#### [What is expected]
Copy each line of the listing below exactly.

#### [Dataset]
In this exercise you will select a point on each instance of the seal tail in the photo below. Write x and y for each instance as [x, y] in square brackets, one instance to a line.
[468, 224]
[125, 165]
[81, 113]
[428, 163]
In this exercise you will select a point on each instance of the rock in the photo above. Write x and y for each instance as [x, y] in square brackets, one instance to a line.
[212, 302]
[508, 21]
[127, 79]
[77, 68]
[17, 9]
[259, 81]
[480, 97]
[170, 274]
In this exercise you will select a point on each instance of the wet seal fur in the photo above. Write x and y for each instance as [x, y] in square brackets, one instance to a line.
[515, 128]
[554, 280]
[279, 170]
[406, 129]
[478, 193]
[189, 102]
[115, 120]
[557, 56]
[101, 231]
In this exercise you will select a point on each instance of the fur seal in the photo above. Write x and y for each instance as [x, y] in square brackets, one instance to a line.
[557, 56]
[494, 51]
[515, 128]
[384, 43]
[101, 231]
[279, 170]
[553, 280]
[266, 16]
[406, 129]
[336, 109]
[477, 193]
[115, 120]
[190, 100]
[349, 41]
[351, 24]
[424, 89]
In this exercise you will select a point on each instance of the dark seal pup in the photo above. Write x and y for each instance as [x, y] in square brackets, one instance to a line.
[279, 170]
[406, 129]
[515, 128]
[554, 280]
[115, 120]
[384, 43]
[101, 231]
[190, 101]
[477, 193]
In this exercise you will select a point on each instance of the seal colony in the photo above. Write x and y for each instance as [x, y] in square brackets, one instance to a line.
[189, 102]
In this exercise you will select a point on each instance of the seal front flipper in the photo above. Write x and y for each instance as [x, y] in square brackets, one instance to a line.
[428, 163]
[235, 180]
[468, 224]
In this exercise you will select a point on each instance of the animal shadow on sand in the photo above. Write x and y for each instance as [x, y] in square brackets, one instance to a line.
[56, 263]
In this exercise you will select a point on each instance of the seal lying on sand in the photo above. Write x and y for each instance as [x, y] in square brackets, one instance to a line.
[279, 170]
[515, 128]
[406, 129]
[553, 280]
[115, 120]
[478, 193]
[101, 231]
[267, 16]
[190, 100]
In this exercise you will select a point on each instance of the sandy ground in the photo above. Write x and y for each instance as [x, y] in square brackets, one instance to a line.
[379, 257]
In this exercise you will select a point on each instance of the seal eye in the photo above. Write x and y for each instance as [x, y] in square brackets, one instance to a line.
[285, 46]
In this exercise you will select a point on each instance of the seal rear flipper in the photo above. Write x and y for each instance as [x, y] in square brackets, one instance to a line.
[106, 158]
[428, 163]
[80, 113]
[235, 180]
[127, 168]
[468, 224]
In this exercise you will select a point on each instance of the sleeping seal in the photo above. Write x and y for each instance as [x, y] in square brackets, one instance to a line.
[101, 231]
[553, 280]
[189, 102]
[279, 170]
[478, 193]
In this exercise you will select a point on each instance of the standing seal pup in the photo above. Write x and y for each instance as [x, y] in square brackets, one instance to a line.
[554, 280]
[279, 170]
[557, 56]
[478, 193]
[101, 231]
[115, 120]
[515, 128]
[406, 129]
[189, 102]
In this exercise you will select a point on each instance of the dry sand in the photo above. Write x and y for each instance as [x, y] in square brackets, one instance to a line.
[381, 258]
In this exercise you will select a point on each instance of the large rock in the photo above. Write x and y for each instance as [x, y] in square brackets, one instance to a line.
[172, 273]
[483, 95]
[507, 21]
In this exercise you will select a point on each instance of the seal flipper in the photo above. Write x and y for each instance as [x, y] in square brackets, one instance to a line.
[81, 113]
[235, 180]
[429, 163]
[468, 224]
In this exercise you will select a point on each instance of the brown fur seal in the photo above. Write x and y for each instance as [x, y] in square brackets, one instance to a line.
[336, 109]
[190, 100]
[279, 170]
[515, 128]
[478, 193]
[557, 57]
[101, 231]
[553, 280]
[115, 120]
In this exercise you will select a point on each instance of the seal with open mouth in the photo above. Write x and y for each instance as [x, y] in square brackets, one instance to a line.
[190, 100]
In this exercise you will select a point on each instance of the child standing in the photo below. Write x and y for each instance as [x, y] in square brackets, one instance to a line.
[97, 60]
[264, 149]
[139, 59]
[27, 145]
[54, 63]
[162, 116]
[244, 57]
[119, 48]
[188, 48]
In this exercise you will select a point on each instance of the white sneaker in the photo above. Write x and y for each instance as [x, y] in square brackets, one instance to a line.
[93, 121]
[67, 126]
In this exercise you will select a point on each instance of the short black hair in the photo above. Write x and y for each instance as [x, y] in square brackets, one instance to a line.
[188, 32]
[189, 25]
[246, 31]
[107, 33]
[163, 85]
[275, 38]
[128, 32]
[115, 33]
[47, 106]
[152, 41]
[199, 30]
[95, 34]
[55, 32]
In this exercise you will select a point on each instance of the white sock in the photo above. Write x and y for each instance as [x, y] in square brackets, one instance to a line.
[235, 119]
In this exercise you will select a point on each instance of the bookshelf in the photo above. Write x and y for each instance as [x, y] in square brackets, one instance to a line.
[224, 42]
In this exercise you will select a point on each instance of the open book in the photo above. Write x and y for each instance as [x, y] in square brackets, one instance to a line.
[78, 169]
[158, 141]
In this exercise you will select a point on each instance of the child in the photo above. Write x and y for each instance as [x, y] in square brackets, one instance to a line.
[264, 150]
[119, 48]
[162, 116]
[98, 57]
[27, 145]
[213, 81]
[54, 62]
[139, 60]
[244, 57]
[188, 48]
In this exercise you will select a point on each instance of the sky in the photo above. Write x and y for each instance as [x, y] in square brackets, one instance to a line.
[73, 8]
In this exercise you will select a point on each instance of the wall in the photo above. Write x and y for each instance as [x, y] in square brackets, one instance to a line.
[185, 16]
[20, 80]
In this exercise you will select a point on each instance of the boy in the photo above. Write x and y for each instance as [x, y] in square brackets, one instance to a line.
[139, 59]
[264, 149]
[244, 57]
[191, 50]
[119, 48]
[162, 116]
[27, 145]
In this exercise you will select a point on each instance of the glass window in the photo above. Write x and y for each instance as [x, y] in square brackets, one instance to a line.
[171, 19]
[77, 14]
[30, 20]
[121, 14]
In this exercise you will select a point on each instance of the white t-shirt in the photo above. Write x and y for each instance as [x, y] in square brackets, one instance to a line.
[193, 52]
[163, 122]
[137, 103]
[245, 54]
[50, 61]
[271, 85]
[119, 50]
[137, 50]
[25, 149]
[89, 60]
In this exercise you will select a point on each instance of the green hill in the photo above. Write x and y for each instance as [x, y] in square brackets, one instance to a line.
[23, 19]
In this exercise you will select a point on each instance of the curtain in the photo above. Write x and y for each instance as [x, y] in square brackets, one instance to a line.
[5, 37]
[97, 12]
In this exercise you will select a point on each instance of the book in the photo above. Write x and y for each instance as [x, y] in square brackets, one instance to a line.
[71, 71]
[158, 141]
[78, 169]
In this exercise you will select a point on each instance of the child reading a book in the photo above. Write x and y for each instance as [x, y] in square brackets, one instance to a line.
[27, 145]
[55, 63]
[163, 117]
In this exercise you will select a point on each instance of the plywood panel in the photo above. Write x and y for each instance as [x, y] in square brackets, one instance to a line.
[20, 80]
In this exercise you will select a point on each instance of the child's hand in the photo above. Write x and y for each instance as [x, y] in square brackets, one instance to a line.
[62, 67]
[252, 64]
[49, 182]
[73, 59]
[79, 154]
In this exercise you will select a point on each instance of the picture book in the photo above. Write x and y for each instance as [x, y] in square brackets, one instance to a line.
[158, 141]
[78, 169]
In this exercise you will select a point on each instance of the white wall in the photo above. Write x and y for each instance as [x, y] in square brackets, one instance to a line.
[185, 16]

#### [Exercise result]
In this exercise you will select a point on each instance of the seal tail in the photo below. Write x and y for each instance as [x, y] in square brackets, one instance to a line.
[468, 224]
[125, 165]
[81, 113]
[428, 163]
In this exercise you will select a point on each instance of the rock in the photo above. Write x and y for each instance as [x, y] in square brackets, one instance to a line.
[212, 302]
[508, 21]
[127, 79]
[77, 68]
[17, 9]
[259, 81]
[480, 97]
[170, 274]
In this exercise you will select a point on each instance of the wet seal fur in the photo above. Write x and y for each instance as [x, y] in square brackets, one instance to a line.
[515, 128]
[554, 280]
[279, 170]
[406, 129]
[478, 193]
[189, 102]
[115, 120]
[557, 56]
[101, 231]
In this exercise you will select a point on each instance of the fur seal in the photo above. Write x and y for each instance as [x, y] in square brackets, one instance to a line.
[557, 56]
[494, 51]
[515, 128]
[384, 43]
[101, 231]
[279, 170]
[553, 280]
[266, 16]
[406, 129]
[336, 109]
[477, 193]
[115, 120]
[190, 100]
[349, 41]
[351, 24]
[424, 89]
In this exercise you will select a point on each instance of the dark seal pup in the photo above. Write x and y for each instance as [x, y] in square brackets, one instance to a line.
[279, 170]
[406, 129]
[515, 128]
[554, 280]
[115, 120]
[384, 43]
[101, 231]
[190, 101]
[477, 193]
In this exercise you will select a point on each instance of the seal colony in the photo above. Write x and y for each instance as [x, y] in square brackets, one instance to a line.
[189, 102]
In this exercise you will select a point on each instance of the seal front flipper in the photo above. Write x and y for each instance as [x, y] in square brackets, one instance to a line.
[428, 163]
[235, 180]
[468, 224]
In this exercise you will select a point on each instance of the animal shadow on sand in the photo above. Write x and y for each instance as [x, y] in square brackets, one instance to a line.
[56, 263]
In this exercise you will select a point on each instance of the seal lying on sand in the photo above. Write x and y for each instance as [x, y] in square brackets, one instance to a line.
[279, 170]
[515, 128]
[406, 129]
[553, 280]
[115, 120]
[478, 193]
[101, 231]
[267, 16]
[190, 100]
In this exercise you will select a point on each instance of the sandy ground in the photo above. Write x and y for each instance as [x, y] in square brackets, one instance to a line.
[379, 257]
In this exercise you will select a point on each instance of the seal eye in the photo above. Write x and y for each instance as [x, y] in square brackets, one instance to a line.
[285, 46]
In this exercise you will select a point on each instance of the seal rear flipper in the photo above. Write x and y for each instance as [x, y] in square brackets, one instance to a line.
[106, 158]
[428, 163]
[80, 113]
[235, 180]
[127, 168]
[468, 224]
In this exercise you will select a point on each instance of the sleeping seal in the photo above. Write x and y for each instance as [x, y] in square brackets, one instance to a line.
[101, 231]
[553, 280]
[189, 102]
[279, 170]
[478, 193]
In this exercise you will select a point on each instance of the standing seal pup in the photo above. Write x and y for each instance as [x, y] in square brackets, one instance to a line.
[554, 280]
[279, 170]
[557, 56]
[478, 193]
[101, 231]
[115, 120]
[515, 128]
[406, 129]
[189, 102]
In this exercise you will select a point on each instance of the dry sand in the photo above. Write x and y for each instance as [x, y] in square brackets, one instance to a line.
[381, 258]
In this exercise you will select a point on each instance of the large rock in the photo above. Write x and y for each instance as [x, y] in square brackets, one instance to a line.
[172, 273]
[483, 95]
[507, 21]
In this exercise you will select a point on each instance of the seal flipper in the photo above. Write x and y for each instance as [x, y] in square brackets, one instance to a line.
[81, 113]
[235, 180]
[429, 163]
[468, 224]
In this exercise you will select a point on each instance of the brown fur seal in the photo above. Write x and y for each instance as [x, y] in square brackets, one instance to a line.
[336, 109]
[190, 100]
[279, 170]
[515, 128]
[478, 193]
[557, 57]
[101, 231]
[553, 280]
[115, 120]
In this exercise you will select a point on each instance of the seal with open mouth in the photo above. Write x and y for each instance as [x, y] in square brackets, one instance to a line.
[190, 100]
In this exercise you will select a point on each instance of the child standing in the photo below. Write x and y for each instance as [x, y] in square brackets, one instance to a line.
[97, 60]
[264, 149]
[139, 59]
[27, 145]
[54, 63]
[162, 116]
[244, 57]
[119, 48]
[188, 48]
In this exercise you will select a point on each instance of the white sneaker in the photo above. Write x and y for each instance as [x, y] in square brackets, one instance to a line.
[93, 121]
[67, 126]
In this exercise you will select a point on each instance of the short black hair in the photo above. Write x and y for each instance as [x, y] in square brackets, one instance to a line.
[188, 32]
[189, 25]
[246, 31]
[107, 33]
[163, 85]
[275, 38]
[128, 32]
[115, 33]
[47, 106]
[152, 41]
[199, 30]
[95, 34]
[55, 32]
In this exercise you will select a point on each instance of the white sock in the photo above. Write x and y for each instance as [x, y] in square brackets, one instance to a line.
[235, 119]
In this exercise you will select a point on each instance of the bookshelf in the photo above. Write x and y for each instance as [x, y] in square brackets, one instance to a line.
[224, 42]
In this exercise you will select a point on each instance of the open book in the photo above. Write x and y for each instance as [x, y] in square brackets, one instance to a line.
[78, 169]
[158, 141]
In this exercise you will select a point on each instance of the child in the photo above. Write x and y for each instance as [x, y] in square brackets, one instance to a line.
[264, 150]
[119, 48]
[162, 116]
[98, 57]
[27, 145]
[213, 81]
[54, 62]
[139, 60]
[244, 57]
[188, 48]
In this exercise you will select a point on each instance of the sky in the photo above. Write x and y for each instance as [x, y] in square brackets, one instance to a line.
[73, 8]
In this exercise you will select a point on each instance of the wall in the photo above. Write x and y for each instance as [x, y] in square brackets, one instance to a line.
[185, 16]
[20, 80]
In this exercise you will select a point on each instance of the boy in the photo above. Write x and y for each instance as [x, y] in square brackets, one instance to a line.
[139, 59]
[264, 149]
[244, 57]
[191, 50]
[119, 48]
[162, 116]
[27, 145]
In this exercise you will select a point on each instance of the glass window in the photo above. Write x and y for each instance as [x, y] in square brackets, one instance to a line.
[171, 19]
[77, 14]
[30, 20]
[121, 14]
In this exercise you will select a point on each instance of the white t-shirt in the photo above. Write x and y for each instance as [x, y] in square brackets, one instance to a line.
[193, 52]
[163, 122]
[137, 103]
[245, 54]
[50, 61]
[271, 85]
[119, 50]
[137, 50]
[25, 149]
[89, 60]
In this exercise you will select a point on each instance of the green hill in the photo above. Write x and y for each instance as [x, y] in square brackets, one instance to a line.
[23, 19]
In this exercise you will select a point on each instance of the curtain in the photo above. Write x and y for each instance as [x, y] in square brackets, one instance to a line.
[5, 37]
[97, 12]
In this exercise you will select a point on each instance of the book in the photo above. Write x and y for each instance as [x, y] in square brackets, one instance to a line.
[71, 71]
[158, 141]
[78, 169]
In this exercise you will select a point on each instance of the child reading a book in the photo above. Write x and y for each instance as [x, y] in square brackets, one instance to a line.
[27, 145]
[55, 63]
[163, 117]
In this exercise you will select a point on each instance of the plywood panel in the photo above. Write x and y for each instance as [x, y] in square brackets, one instance to a line.
[20, 80]
In this exercise you will select a point on each instance of the child's hand in the photo above. Write x and y for each instance as [x, y] in square brackets, one instance to a line.
[62, 67]
[252, 64]
[49, 182]
[73, 59]
[79, 154]
In this exercise you will select a point on each instance of the picture book in the photo above. Write x and y for each instance as [x, y] in square brackets, one instance to a line.
[158, 141]
[78, 169]
In this exercise you will select a point on each instance of the white wall in the photo above. Write x and y for each instance as [x, y] in square brackets, one instance to a line.
[185, 16]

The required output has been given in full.